Provided entries:

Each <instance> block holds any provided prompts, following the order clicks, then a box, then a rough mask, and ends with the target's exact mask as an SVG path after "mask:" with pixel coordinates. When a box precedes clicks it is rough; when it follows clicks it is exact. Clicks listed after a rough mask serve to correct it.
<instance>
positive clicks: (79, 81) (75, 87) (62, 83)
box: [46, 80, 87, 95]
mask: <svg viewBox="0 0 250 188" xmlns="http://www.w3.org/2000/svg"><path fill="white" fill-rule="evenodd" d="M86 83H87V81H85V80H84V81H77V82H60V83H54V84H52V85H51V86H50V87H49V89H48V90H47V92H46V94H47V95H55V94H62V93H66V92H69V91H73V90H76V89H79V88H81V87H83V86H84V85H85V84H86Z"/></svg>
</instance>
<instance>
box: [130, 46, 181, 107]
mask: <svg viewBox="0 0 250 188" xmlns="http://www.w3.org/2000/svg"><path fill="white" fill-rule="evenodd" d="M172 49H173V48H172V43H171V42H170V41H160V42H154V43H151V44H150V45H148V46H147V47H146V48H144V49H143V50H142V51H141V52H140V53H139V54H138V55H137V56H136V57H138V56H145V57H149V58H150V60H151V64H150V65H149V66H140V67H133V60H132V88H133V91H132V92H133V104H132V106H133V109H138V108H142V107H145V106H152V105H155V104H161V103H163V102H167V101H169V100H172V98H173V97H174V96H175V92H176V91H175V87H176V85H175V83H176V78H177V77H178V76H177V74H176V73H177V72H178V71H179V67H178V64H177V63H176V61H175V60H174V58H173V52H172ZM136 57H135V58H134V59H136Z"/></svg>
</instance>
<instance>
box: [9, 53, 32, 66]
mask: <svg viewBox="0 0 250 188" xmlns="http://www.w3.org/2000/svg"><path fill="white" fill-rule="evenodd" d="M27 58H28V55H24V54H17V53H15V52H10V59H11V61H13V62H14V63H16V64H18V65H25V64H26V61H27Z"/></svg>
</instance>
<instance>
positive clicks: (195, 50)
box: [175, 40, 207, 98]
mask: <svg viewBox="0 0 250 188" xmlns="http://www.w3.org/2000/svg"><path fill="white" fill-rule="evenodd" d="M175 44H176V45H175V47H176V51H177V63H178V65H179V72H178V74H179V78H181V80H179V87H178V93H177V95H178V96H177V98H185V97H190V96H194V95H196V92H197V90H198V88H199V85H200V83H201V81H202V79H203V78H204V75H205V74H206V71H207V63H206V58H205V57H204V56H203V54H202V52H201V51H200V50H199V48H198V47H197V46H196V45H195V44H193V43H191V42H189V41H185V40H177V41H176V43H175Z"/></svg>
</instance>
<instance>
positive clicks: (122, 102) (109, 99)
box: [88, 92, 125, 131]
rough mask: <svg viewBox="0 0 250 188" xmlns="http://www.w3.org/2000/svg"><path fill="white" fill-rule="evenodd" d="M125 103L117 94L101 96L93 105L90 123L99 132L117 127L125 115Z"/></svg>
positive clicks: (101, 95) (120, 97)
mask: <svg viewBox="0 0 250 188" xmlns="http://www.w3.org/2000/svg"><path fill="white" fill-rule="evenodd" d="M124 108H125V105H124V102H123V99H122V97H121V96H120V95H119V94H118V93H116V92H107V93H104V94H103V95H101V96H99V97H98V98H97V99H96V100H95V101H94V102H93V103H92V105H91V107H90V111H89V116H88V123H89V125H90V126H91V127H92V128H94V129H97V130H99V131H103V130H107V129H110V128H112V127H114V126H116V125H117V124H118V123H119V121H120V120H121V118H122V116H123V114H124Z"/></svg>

What the task asks: Could you retype every record above exactly as written?

Solution to the problem:
Each <instance> block holds any provided prompts, following the order clicks, then a box, then a rough mask, and ends with the target's exact mask as an SVG path after "mask:" with pixel coordinates. When a box precedes clicks it is rough; when it follows clicks it is exact. Clicks listed after a rough mask serve to correct it.
<instance>
positive clicks: (79, 81) (75, 87) (62, 83)
box: [46, 80, 87, 95]
mask: <svg viewBox="0 0 250 188" xmlns="http://www.w3.org/2000/svg"><path fill="white" fill-rule="evenodd" d="M86 83H87V81H85V80H84V81H77V82H60V83H54V84H52V85H51V86H50V87H49V89H48V90H47V92H46V94H47V95H55V94H62V93H66V92H69V91H73V90H76V89H79V88H81V87H83V86H84V85H85V84H86Z"/></svg>
</instance>
<instance>
box: [130, 46, 181, 107]
mask: <svg viewBox="0 0 250 188" xmlns="http://www.w3.org/2000/svg"><path fill="white" fill-rule="evenodd" d="M172 49H173V48H172V43H171V42H170V41H160V42H154V43H151V44H150V45H148V46H147V47H146V48H144V49H143V50H142V51H141V52H140V53H139V54H138V55H137V56H136V57H138V56H145V57H149V58H150V60H151V64H150V65H149V66H140V67H133V60H132V88H133V91H132V92H133V104H132V106H133V109H138V108H142V107H145V106H152V105H155V104H161V103H163V102H167V101H169V100H172V98H173V97H174V96H175V92H176V91H175V87H176V85H175V83H176V78H177V77H178V76H177V74H176V73H177V72H178V71H179V67H178V64H177V63H176V61H175V60H174V58H173V52H172ZM136 57H135V58H134V59H136Z"/></svg>
</instance>
<instance>
box: [9, 53, 32, 66]
mask: <svg viewBox="0 0 250 188" xmlns="http://www.w3.org/2000/svg"><path fill="white" fill-rule="evenodd" d="M27 58H28V55H24V54H17V53H15V52H10V59H11V61H13V62H14V63H16V64H18V65H25V64H26V61H27Z"/></svg>
</instance>
<instance>
positive clicks: (195, 50)
box: [175, 40, 207, 98]
mask: <svg viewBox="0 0 250 188" xmlns="http://www.w3.org/2000/svg"><path fill="white" fill-rule="evenodd" d="M175 44H176V45H175V47H176V51H177V63H178V65H179V72H178V74H179V78H181V80H179V87H178V93H177V95H178V96H177V98H185V97H190V96H194V95H196V92H197V90H198V88H199V85H200V83H201V81H202V79H203V78H204V75H205V74H206V71H207V63H206V58H205V57H204V56H203V54H202V52H201V51H200V50H199V48H198V47H197V46H196V45H195V44H193V43H191V42H189V41H185V40H177V41H176V43H175Z"/></svg>
</instance>
<instance>
positive clicks: (122, 102) (109, 99)
box: [88, 92, 125, 131]
rough mask: <svg viewBox="0 0 250 188" xmlns="http://www.w3.org/2000/svg"><path fill="white" fill-rule="evenodd" d="M125 103L117 94L101 96L93 105L90 123L99 132L117 127L125 115Z"/></svg>
positive clicks: (101, 95) (120, 97)
mask: <svg viewBox="0 0 250 188" xmlns="http://www.w3.org/2000/svg"><path fill="white" fill-rule="evenodd" d="M124 108H125V105H124V102H123V99H122V97H121V96H120V95H119V94H118V93H116V92H107V93H104V94H103V95H101V96H99V97H98V98H97V99H96V100H95V101H94V102H93V103H92V105H91V107H90V111H89V116H88V123H89V125H90V126H91V127H92V128H94V129H97V130H99V131H103V130H107V129H110V128H112V127H114V126H116V125H117V124H118V123H119V121H120V120H121V118H122V116H123V114H124Z"/></svg>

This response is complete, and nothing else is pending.